* begin Page extract *

# Amtrak #421 Temple Texas to Los Angeles



## TinCan782 (Aug 25, 2013)

During August 2013, my wife and I traveled from Los Angeles to Temple Texas to visit family at Fort Hood. The trip was via the Sunset Limited/Texas Eagle (422/421) in sleepers 2230-E and 2130-D. The outbound trip was briefly described here…

http://discuss.amtraktrains.com/index.php?/topic/56359-sunset-limitedtexas-eagle-42214-trip/

This describes our return trip to Los Angeles. On Wednesday, August 21, Train 21 from Chicago was almost 3 and ½ hours late arriving at Temple where we boarded. Earlier in the day, #21 was a little more than 5 hours behind schedule. I was monitoring the progress of trains #21 and #1 via status alert emails from the Amtrak Status Map website.

Because the southbound Texas Eagle was so late Charity, the Amtrak station attendant at Temple, took our dinner order and passed it via phone to “JJ”, the conductor onboard the train. “JJ” passed that on to our SCA Tony who placed our order with the dining car. A very nice gesture! She offered to do this -- it didn’t occur to me to even ask. Shortly after we boarded at 8:00 pm, dinner was brought to our room in the 2130 car. The trip from Temple to San Antonio was uneventful and we arrived at 11:59 pm, about 2 hours late. “JJ” the conductor did his usual announcements of the sights we were passing and information about them. When we arrived in San Antonio, the westbound Sunset Limited #1 was already in the station. Tony, our SCA, was a pleasure to have attending to our requests. Interestingly, we were in the exact same sleeping car that we had for the first leg of our trip … #32106 formerly “Pennsylvania”.

After switching maneuvers to place the 2130 sleeper and 2115 coach on the rear of the Sunset Limited, we departed San Antonio on time and headed west. We were pretty much on time until Maricopa where, even though we arrived on time, were 30 minutes late departing. With multiple spots and, from what I could gather from listening to the scanner, it sounded like some complications with the crew change. We were over an hour late at Yuma and Palm Springs and arriving 5 minutes early at Los Angeles on Friday morning.

Jesus, our SCA, was very responsive to our requests. We had him bring our meals to our room and each time put down a table cloth (napkin), real metal eating utensils and, salt and pepper shakers. At dinner he brought the salads, etc. first and returned 15 minutes later with the entrée. He really earned my show of appreciation that I presented when we arrived in Los Angeles.

Except for the extra wait at Temple Texas to board the train, the experience was very good. Visiting with Charity and several other passengers helped to pass the time. By the way, there is a very interesting railroad museum co-located at the depot…the Temple Railroad and Heritage Museum.

Look forward to doing it again.

PS…I’ll describe the switching moves in San Antonio in an upcoming post. As there seems to be a lot of questions regarding this, I paid particular attention to this on both legs of the trip.

* end Page extract *
* begin Recorded information *

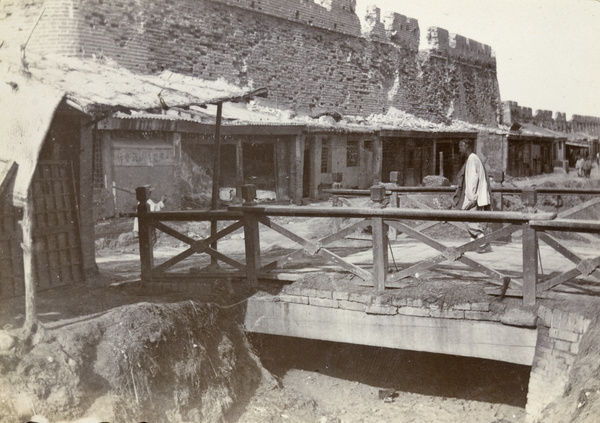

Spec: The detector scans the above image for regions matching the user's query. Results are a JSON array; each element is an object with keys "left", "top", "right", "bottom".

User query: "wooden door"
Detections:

* end Recorded information *

Work instructions:
**1.** List every Amtrak employee the Amtrak trip report names, with the role the report gives each.
**2.** Extend the Amtrak trip report, picking up right after its final sentence.

Answers given:
**1.**
Charity, the Amtrak station attendant at Temple
"JJ", the conductor
Tony, the SCA on the train from Temple to San Antonio
Jesus, the SCA from San Antonio to Los Angeles

**2.**
Photo: Station stop in Alpine, Texas Thursday August 22. Our sleeper was blocking the street!


----------



## TinCan782 (Aug 30, 2013)

As a follow-up, I sent an "Employee Praise/Compliment" to Amtrak Customer Service less than a week ago regarding Charity at Temple Station and mention of the 4 SCA's I had contact with during the trip. The following response was received:

"Thank you for your kind words about the service we provided when you traveled aboard Amtrak.

We are tremendously proud of our dedicated and talented employees, who go above and beyond their assigned duties to deliver outstanding levels of customer service. It is our highest priority to ensure that we do all we can to provide our valued customers with a safe and enjoyable trip. We have forwarded your comments to the appropriate supervisors so that commendations may be made.

Thank you again for taking the time to let us know that you are happy with our efforts. We know that our goals are being met when we receive a response such as yours. We look forward to the privilege of serving you again soon."

Now if only the response would be that quick on the not so complimentary report I sent several weeks ago from another trip. Time for a phone call.


----------



## greatcats (Sep 1, 2013)

That was one of their form letters. Those are trite. One time several years ago Ivsent in compliments and received a very nice personal phone call and a $100 voucher. When I had a complaint recently, it was made loudly to a supervisor on board #3.


----------



## TinCan782 (Sep 3, 2013)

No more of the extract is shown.